- Задание
Перепишите отрывок о смерти от «Связан же сам» до «мысли Г. Дебора[254])[255].», заменив «нынешнюю эпоху» на «современную эпоху».

- Отрывок со страницы
Связан же сам факт подобного вытеснения, как мне кажется, еще и с искажением религиозного сознания в нынешнюю эпоху, с тем, что человек не только боится своей телесной смерти, но и страдает из-за разобщенности своего посмертного существования (ничем не подтвержденного в нерелигиозную эпоху) с источником жизни и жизненного смыслонаделе-ния («социальное отсутствие смерти тождественно социальному отсутствию жизни», — по мысли Г. Дебора[254])[255].

Единственная смерть, которая становится достоянием общественного сознания, не скрывается от обывателя («жителя санатория» по Лимонову), — это смерть знаменитостей. Но в этом случае вряд ли можно говорить об истинной природе этой смерти, так как она, будучи частью тотального «звездного» шоу, разыгрываемого перед обывателем, предстает неким симулякром, своеобразным медийным продуктом. Это еще более девальвирует смерть, до такой степени, что обыватель попросту перестает воспринимать смерть — и от этого смерть каких-нибудь повстанцев или смертников в «горячих точках планеты» представляется обывателю не только ничем не оправданной, но и просто нереальной, абсурдной, в духе той «телевизионной войны», о которой писал Бодрийяр в связи с первой войной США в Ираке.

В произведениях Лимонова позднего периода, написанных им во время его тюремного заключения, можно обнаружить, хоть и латентно-примитивный, метафизический аспект отношения к смерти, свойственный Мисиме времен «Моря изобилия». Так, Лимонов замечает походя: «Нашим Богом будет тот, кто даровал нам смерть. Может, нашим Богом будет Смерть»[256].

Вообще «тот, кто даровал нам смерть», в христианской традиции был бы однозначно воспринят как Сатана, но элементов сатанизма у Лимонова не присутствует. Ситуацию избрания себе Богом «дарителя смерти» и саму смерть лучше всего описывает термин апостасия[257] — богооставленность, безблагостность, что предполагает в индивидууме отсутствие ощущения интегрированности в жизнь и, особенно, в ее источник, отсутствие экзистенциальной умиротворенности как таковой, развитие духовного нигилизма («тайны беззакония»). Апостасийность же является, на мой взгляд, одной из генеральных характеристик отношения индивида с миром прекрасного.

- Исходные материалы
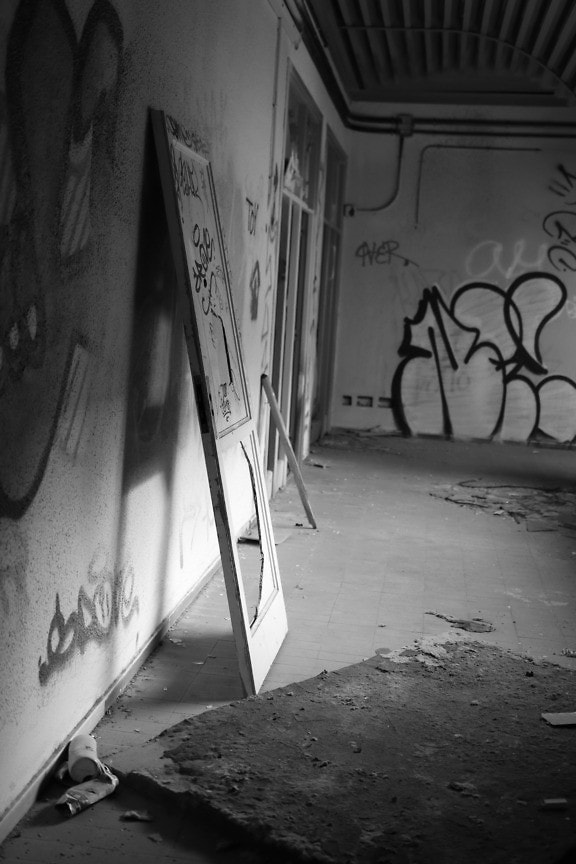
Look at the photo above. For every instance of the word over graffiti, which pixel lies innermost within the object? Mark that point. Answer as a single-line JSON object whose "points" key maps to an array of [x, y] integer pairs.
{"points": [[381, 253]]}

- Решение
Связан же сам факт подобного вытеснения, как мне кажется, еще и с искажением религиозного сознания в современную эпоху, с тем, что человек не только боится своей телесной смерти, но и страдает из-за разобщенности своего посмертного существования (ничем не подтвержденного в нерелигиозную эпоху) с источником жизни и жизненного смыслонаделе-ния («социальное отсутствие смерти тождественно социальному отсутствию жизни», — по мысли Г. Дебора[254])[255].